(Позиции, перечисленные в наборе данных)
*****

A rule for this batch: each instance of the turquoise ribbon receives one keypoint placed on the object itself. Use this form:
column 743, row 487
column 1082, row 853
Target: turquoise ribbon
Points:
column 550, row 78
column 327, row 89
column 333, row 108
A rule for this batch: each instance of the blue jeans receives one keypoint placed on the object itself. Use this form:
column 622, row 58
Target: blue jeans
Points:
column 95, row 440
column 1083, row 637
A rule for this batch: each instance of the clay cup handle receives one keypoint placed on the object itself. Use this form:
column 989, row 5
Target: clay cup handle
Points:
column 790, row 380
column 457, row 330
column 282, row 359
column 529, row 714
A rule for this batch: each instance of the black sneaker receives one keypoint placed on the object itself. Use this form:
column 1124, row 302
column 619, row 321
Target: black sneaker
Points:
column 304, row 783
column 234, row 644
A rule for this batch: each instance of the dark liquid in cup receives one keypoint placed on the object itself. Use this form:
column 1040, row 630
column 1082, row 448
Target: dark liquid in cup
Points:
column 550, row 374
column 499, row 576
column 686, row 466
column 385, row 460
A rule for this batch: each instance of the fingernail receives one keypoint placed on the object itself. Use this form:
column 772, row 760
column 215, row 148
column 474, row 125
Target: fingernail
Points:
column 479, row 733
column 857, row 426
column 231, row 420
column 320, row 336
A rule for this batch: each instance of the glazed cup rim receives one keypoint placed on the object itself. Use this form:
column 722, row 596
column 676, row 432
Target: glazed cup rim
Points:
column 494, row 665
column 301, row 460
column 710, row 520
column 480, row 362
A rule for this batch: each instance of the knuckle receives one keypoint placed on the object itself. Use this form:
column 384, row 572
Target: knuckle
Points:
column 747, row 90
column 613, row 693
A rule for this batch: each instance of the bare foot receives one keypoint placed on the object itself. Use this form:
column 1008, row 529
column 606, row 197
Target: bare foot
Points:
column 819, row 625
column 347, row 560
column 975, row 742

*****

> **Что требуется**
Оформите все строки приведённого выше материала в виде нумерованного списка, пропустив пустые строки.

> **Итог задания**
1. A rule for this batch: each instance of the turquoise ribbon receives one keypoint placed on the object itself. Use this form:
2. column 743, row 487
3. column 1082, row 853
4. Target: turquoise ribbon
5. Points:
6. column 550, row 78
7. column 327, row 89
8. column 333, row 108
9. A rule for this batch: each instance of the blue jeans receives one keypoint placed on the object itself. Use this form:
10. column 622, row 58
11. Target: blue jeans
12. Points:
13. column 95, row 440
14. column 1083, row 637
15. A rule for this batch: each instance of the clay cup handle receives one keypoint placed on the object itself. Use this form:
16. column 989, row 5
17. Target: clay cup handle
18. Points:
19. column 790, row 380
20. column 457, row 330
21. column 282, row 359
22. column 529, row 714
23. A rule for this batch: each instance of the black sneaker receives one keypoint placed on the object itself. Use this form:
24. column 1124, row 302
25. column 619, row 321
26. Target: black sneaker
27. Points:
28. column 304, row 783
29. column 234, row 644
30. A rule for this batch: each instance of the dark liquid in cup receives one keypoint placed on the object itself. Use this form:
31. column 1040, row 630
32. column 1082, row 448
33. Target: dark liquid in cup
34. Points:
35. column 550, row 374
36. column 499, row 576
37. column 686, row 466
38. column 385, row 460
39. A rule for this batch: each instance of the fingernail receives one keypoint placed on the object itself. Use this form:
40. column 772, row 760
41. column 215, row 148
42. column 474, row 125
43. Target: fingernail
44. Points:
45. column 479, row 733
46. column 857, row 426
47. column 231, row 420
48. column 320, row 336
49. A rule for this batch: each instance of the glazed cup rim receives one keypoint placed on the object itself. Use this form:
50. column 722, row 596
51. column 676, row 432
52. Target: glazed cup rim
53. Points:
54. column 494, row 665
55. column 301, row 460
56. column 710, row 520
57. column 480, row 362
58. A rule for this batch: each instance of the knuckle receives one keypoint placed on the object itself. Use this form:
59. column 384, row 572
60. Target: knuckle
61. Points:
62. column 747, row 90
63. column 613, row 693
64. A rule for this batch: each instance of the bare foot receives one keypoint placed on the object itself. Use this form:
65. column 1008, row 529
66. column 606, row 197
67. Target: bare foot
68. Points:
69. column 819, row 625
70. column 347, row 560
71. column 975, row 742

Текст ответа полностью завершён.